Data excerpts:
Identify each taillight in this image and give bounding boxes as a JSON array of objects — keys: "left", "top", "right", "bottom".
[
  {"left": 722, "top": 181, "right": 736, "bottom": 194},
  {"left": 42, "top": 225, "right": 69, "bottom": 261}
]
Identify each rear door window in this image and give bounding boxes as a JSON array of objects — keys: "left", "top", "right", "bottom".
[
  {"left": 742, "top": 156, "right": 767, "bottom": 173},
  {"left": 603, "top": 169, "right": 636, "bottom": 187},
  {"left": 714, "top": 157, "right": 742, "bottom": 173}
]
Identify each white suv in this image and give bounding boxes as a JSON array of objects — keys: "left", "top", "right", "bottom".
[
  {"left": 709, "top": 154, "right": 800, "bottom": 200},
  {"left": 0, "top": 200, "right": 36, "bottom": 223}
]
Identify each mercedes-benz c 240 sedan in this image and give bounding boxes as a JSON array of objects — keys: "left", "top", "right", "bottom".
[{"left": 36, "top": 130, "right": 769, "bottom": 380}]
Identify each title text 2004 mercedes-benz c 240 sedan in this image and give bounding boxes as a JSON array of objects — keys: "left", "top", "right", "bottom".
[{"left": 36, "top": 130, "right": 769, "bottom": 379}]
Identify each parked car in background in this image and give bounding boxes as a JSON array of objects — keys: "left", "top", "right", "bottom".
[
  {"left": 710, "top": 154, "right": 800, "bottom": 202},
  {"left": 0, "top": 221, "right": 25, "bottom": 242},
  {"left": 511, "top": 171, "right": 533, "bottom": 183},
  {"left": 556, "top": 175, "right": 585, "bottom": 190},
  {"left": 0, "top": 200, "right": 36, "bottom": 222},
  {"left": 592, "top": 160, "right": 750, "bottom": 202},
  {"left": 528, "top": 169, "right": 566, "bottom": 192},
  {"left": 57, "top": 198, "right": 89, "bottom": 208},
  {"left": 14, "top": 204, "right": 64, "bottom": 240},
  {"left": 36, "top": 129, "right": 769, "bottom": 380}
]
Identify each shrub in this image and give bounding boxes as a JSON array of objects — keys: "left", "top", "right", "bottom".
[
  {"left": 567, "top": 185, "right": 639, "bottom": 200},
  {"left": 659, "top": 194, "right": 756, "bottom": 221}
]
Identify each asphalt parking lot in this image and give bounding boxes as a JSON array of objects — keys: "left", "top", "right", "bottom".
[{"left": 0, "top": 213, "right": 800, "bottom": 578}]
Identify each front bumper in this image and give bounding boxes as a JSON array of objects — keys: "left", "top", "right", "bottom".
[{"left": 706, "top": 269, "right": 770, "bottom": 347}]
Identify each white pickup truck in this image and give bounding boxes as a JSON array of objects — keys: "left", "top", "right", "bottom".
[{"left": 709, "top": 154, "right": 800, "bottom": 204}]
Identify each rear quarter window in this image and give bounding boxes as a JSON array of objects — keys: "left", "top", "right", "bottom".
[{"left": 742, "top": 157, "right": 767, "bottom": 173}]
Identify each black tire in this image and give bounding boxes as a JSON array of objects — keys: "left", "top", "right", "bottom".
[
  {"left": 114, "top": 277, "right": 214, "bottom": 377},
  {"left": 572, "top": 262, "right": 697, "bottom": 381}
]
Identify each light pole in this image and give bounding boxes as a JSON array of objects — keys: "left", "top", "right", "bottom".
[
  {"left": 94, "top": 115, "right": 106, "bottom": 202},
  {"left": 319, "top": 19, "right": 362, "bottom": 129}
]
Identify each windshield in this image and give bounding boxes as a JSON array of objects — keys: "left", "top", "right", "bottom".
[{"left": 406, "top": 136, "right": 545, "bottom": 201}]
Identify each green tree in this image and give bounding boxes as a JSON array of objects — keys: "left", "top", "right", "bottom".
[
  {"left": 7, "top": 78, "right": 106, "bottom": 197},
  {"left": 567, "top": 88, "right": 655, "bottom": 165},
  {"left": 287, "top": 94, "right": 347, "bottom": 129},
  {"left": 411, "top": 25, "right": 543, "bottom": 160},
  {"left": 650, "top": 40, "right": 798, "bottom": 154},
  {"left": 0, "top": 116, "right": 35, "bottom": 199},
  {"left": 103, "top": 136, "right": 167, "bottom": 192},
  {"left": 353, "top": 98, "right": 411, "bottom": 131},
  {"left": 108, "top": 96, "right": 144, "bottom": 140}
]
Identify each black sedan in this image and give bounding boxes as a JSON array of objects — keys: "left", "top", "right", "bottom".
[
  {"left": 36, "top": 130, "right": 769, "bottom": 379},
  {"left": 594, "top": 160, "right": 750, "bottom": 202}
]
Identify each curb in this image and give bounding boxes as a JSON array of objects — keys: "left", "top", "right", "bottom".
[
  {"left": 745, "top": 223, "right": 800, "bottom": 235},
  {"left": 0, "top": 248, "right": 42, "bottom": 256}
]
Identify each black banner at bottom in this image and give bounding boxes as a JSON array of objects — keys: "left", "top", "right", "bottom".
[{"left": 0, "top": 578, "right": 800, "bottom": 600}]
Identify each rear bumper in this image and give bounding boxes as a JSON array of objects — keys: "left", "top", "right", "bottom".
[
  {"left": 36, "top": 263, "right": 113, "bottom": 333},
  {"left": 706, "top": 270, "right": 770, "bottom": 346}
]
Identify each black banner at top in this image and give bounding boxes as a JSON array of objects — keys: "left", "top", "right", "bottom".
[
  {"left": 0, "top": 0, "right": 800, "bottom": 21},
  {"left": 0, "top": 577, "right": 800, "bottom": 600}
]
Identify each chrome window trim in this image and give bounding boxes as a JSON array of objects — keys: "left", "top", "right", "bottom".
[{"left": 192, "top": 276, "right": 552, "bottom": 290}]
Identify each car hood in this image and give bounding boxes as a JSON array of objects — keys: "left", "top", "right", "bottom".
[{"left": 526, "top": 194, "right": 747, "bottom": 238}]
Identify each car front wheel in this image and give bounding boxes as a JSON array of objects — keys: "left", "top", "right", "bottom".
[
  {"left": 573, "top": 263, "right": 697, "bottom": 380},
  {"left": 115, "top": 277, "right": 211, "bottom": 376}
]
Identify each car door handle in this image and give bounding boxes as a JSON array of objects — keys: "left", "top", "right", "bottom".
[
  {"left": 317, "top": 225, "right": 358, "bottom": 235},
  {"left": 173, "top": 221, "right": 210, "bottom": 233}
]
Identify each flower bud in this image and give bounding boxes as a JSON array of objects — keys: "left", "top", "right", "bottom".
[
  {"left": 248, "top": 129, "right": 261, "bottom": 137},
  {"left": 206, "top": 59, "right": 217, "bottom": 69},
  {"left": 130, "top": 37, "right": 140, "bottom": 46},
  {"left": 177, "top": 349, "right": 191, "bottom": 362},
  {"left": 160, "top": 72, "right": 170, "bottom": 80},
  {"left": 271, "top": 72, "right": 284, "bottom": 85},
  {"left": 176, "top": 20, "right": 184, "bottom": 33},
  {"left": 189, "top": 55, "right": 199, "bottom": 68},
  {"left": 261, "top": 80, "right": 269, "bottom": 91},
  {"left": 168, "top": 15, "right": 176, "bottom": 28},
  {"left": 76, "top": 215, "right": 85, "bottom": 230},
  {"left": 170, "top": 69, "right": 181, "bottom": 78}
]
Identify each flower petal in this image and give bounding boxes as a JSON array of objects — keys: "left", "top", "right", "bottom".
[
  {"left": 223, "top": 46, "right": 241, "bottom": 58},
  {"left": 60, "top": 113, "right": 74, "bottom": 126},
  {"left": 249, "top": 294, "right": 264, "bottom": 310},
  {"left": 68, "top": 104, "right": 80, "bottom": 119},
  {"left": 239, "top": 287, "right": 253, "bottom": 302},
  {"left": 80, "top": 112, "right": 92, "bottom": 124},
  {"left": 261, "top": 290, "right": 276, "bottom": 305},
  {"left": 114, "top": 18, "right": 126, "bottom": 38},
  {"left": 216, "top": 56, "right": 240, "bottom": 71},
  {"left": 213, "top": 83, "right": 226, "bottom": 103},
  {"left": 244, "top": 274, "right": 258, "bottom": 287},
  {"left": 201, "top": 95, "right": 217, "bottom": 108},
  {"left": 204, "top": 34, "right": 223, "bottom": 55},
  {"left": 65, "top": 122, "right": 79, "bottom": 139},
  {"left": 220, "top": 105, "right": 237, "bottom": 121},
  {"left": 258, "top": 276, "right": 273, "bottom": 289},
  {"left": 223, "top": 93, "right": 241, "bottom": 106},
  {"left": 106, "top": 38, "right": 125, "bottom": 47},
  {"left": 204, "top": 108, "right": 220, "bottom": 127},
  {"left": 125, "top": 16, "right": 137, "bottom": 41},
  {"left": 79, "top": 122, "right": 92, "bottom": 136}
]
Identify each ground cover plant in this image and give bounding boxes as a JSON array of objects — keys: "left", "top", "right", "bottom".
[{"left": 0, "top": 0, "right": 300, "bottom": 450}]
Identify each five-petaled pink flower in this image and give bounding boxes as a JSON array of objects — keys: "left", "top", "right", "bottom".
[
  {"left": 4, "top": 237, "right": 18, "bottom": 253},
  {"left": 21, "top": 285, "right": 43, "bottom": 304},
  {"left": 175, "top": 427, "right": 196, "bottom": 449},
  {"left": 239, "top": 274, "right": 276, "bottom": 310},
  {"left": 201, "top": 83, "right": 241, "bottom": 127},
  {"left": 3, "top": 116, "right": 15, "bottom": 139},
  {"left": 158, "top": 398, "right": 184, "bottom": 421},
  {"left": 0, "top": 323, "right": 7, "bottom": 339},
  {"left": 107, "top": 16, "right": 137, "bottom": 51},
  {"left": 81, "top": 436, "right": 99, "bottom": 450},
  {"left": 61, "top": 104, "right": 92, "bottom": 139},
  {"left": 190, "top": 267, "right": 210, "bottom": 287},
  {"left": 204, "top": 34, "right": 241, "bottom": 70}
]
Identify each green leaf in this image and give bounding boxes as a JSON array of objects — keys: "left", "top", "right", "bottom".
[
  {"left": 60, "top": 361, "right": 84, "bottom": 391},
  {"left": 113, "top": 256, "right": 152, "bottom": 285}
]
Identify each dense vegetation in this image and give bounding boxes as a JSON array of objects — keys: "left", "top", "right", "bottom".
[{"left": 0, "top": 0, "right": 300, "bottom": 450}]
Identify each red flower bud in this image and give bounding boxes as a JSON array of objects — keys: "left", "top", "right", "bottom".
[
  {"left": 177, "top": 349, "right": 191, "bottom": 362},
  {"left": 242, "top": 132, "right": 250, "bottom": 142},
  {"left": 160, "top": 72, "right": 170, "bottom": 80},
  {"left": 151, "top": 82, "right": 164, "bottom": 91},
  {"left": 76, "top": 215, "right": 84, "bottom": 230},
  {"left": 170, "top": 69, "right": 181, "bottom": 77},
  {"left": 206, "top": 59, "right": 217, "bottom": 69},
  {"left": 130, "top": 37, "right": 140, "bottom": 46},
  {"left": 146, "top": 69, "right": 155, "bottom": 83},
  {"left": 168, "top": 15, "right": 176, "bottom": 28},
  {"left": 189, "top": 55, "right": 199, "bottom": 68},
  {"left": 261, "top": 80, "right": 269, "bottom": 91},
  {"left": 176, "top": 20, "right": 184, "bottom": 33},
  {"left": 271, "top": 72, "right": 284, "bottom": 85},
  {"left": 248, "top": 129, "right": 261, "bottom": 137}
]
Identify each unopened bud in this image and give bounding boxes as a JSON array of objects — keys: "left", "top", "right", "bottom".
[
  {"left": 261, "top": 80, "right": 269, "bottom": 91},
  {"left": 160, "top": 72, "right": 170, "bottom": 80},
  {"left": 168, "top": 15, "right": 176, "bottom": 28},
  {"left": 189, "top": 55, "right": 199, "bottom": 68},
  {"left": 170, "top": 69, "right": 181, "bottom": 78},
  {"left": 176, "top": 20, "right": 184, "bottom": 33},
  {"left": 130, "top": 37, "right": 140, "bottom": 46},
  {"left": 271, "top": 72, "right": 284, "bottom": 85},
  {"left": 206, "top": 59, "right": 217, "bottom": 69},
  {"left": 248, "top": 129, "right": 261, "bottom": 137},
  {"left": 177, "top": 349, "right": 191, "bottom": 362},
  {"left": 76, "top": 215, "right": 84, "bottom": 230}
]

Do this: Which lines above contain the word "door"? Return each of them in full.

Solution:
Identify each rear door window in this image and give bounding boxes as a JSON array of objects — keys: "left", "top", "right", "bottom".
Identify each car door handle in this image and give bounding boxes as a JSON array of objects — keys: "left", "top", "right", "bottom".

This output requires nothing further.